Pull every line containing "cross" from the data.

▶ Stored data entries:
· · ·

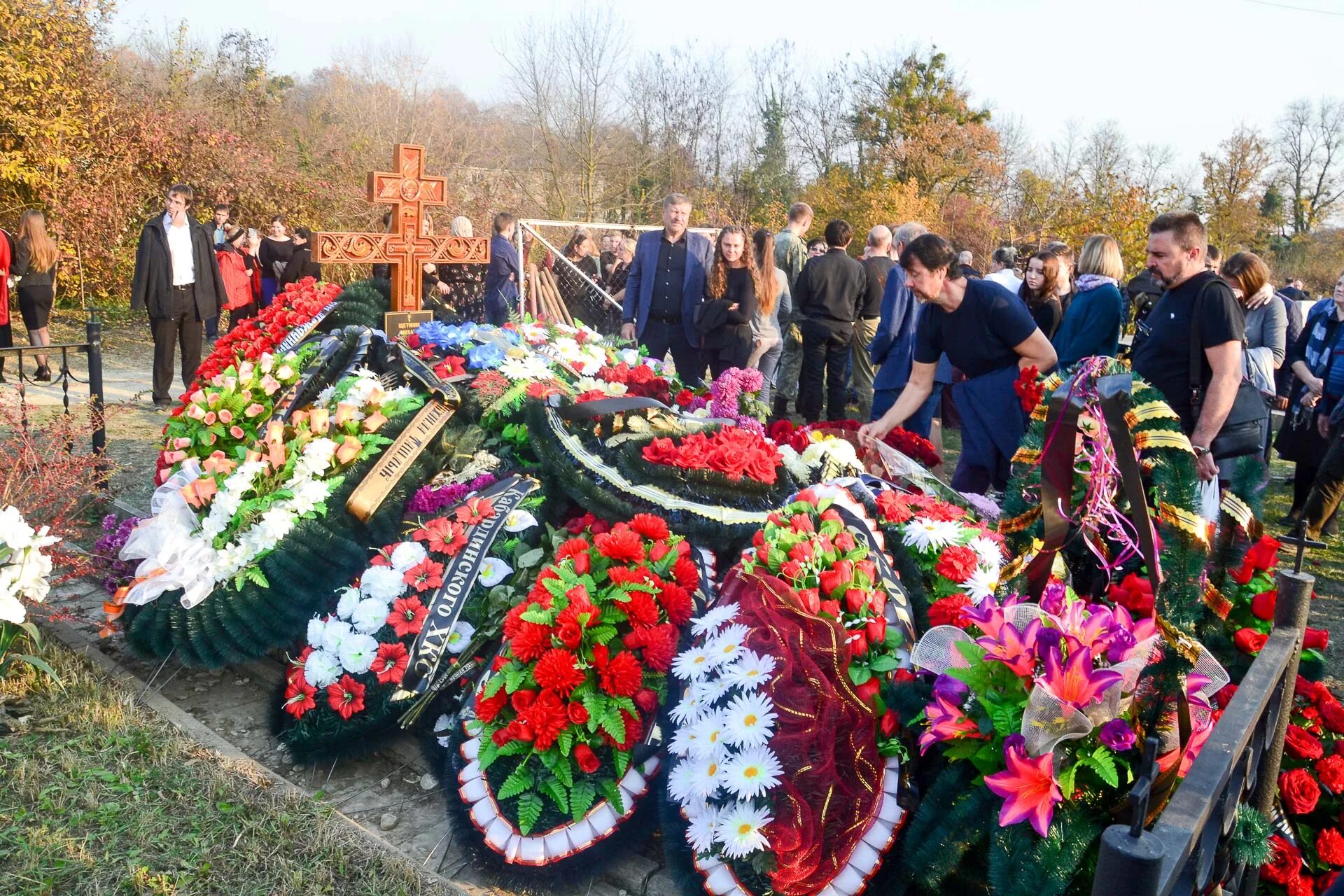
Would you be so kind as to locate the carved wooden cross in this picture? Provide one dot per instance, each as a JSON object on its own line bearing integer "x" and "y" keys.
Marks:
{"x": 405, "y": 248}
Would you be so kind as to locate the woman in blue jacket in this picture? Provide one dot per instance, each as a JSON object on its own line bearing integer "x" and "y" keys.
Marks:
{"x": 1094, "y": 316}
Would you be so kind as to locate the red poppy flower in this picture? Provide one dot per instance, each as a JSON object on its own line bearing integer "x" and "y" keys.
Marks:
{"x": 391, "y": 662}
{"x": 555, "y": 671}
{"x": 346, "y": 696}
{"x": 407, "y": 617}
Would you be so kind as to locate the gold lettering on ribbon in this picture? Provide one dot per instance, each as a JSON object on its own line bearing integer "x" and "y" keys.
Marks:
{"x": 398, "y": 458}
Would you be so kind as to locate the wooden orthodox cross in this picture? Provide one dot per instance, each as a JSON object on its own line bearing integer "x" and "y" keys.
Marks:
{"x": 405, "y": 248}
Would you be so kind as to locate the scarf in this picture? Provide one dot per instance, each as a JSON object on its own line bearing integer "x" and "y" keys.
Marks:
{"x": 1093, "y": 281}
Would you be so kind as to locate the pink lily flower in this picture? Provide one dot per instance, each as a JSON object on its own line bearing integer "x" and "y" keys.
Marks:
{"x": 1028, "y": 790}
{"x": 1075, "y": 682}
{"x": 946, "y": 722}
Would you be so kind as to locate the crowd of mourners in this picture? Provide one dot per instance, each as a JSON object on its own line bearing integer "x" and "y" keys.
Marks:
{"x": 906, "y": 332}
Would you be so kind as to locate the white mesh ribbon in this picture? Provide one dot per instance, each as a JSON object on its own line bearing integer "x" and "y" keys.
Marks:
{"x": 168, "y": 556}
{"x": 937, "y": 649}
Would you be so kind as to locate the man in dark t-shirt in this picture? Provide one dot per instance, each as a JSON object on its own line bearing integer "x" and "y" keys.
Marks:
{"x": 1176, "y": 245}
{"x": 990, "y": 335}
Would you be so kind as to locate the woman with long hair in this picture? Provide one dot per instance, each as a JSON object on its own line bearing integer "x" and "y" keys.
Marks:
{"x": 276, "y": 250}
{"x": 1041, "y": 292}
{"x": 35, "y": 269}
{"x": 774, "y": 300}
{"x": 733, "y": 288}
{"x": 1092, "y": 323}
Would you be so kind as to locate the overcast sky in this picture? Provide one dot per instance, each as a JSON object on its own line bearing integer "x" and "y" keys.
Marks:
{"x": 1172, "y": 71}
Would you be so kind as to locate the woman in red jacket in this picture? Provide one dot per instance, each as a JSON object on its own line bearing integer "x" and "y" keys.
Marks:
{"x": 233, "y": 267}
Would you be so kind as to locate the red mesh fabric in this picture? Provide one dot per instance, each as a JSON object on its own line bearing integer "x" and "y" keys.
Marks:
{"x": 825, "y": 736}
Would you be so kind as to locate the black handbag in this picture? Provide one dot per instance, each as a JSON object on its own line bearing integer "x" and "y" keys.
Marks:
{"x": 1243, "y": 430}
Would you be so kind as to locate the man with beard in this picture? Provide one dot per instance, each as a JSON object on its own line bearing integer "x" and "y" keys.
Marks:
{"x": 988, "y": 333}
{"x": 1176, "y": 245}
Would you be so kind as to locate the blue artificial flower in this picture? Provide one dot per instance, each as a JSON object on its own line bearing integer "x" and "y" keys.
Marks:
{"x": 486, "y": 356}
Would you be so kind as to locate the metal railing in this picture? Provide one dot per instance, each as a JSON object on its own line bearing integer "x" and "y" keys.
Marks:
{"x": 93, "y": 348}
{"x": 1187, "y": 848}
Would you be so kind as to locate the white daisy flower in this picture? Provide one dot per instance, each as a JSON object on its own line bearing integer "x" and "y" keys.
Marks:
{"x": 407, "y": 554}
{"x": 724, "y": 647}
{"x": 710, "y": 735}
{"x": 924, "y": 533}
{"x": 682, "y": 782}
{"x": 701, "y": 832}
{"x": 705, "y": 780}
{"x": 493, "y": 571}
{"x": 750, "y": 671}
{"x": 334, "y": 636}
{"x": 321, "y": 668}
{"x": 990, "y": 554}
{"x": 460, "y": 637}
{"x": 316, "y": 628}
{"x": 358, "y": 653}
{"x": 711, "y": 621}
{"x": 981, "y": 583}
{"x": 691, "y": 664}
{"x": 384, "y": 583}
{"x": 370, "y": 615}
{"x": 749, "y": 720}
{"x": 687, "y": 711}
{"x": 519, "y": 522}
{"x": 741, "y": 830}
{"x": 752, "y": 773}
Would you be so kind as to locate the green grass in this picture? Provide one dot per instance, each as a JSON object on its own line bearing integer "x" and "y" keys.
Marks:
{"x": 104, "y": 797}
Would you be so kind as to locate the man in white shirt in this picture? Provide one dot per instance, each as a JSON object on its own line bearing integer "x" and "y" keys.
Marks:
{"x": 178, "y": 282}
{"x": 1002, "y": 269}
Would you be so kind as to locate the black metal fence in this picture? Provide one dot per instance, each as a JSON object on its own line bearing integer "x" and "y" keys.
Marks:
{"x": 1186, "y": 850}
{"x": 93, "y": 348}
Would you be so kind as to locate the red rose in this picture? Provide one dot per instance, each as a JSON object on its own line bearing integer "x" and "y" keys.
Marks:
{"x": 1262, "y": 605}
{"x": 951, "y": 612}
{"x": 867, "y": 691}
{"x": 1331, "y": 771}
{"x": 958, "y": 564}
{"x": 1332, "y": 715}
{"x": 587, "y": 758}
{"x": 1298, "y": 792}
{"x": 1250, "y": 641}
{"x": 1284, "y": 862}
{"x": 1301, "y": 743}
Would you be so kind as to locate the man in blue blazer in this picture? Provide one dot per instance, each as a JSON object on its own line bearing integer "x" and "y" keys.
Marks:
{"x": 666, "y": 286}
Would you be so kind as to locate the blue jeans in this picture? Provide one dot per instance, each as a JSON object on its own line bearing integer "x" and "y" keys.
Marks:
{"x": 920, "y": 422}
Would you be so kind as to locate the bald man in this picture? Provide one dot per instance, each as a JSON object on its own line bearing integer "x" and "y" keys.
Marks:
{"x": 876, "y": 262}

· · ·

▶ RESPONSE:
Would you be so kind as to locate the carved wooden cross in this picture? Provide one dot per instance, each as a JSON object on its own line bearing integer "x" and "y" keys.
Would you be so kind as to locate the wooden orthodox cross in this picture? Provide one dot per instance, each as a JSON object on its own line bearing integer "x" and "y" keys.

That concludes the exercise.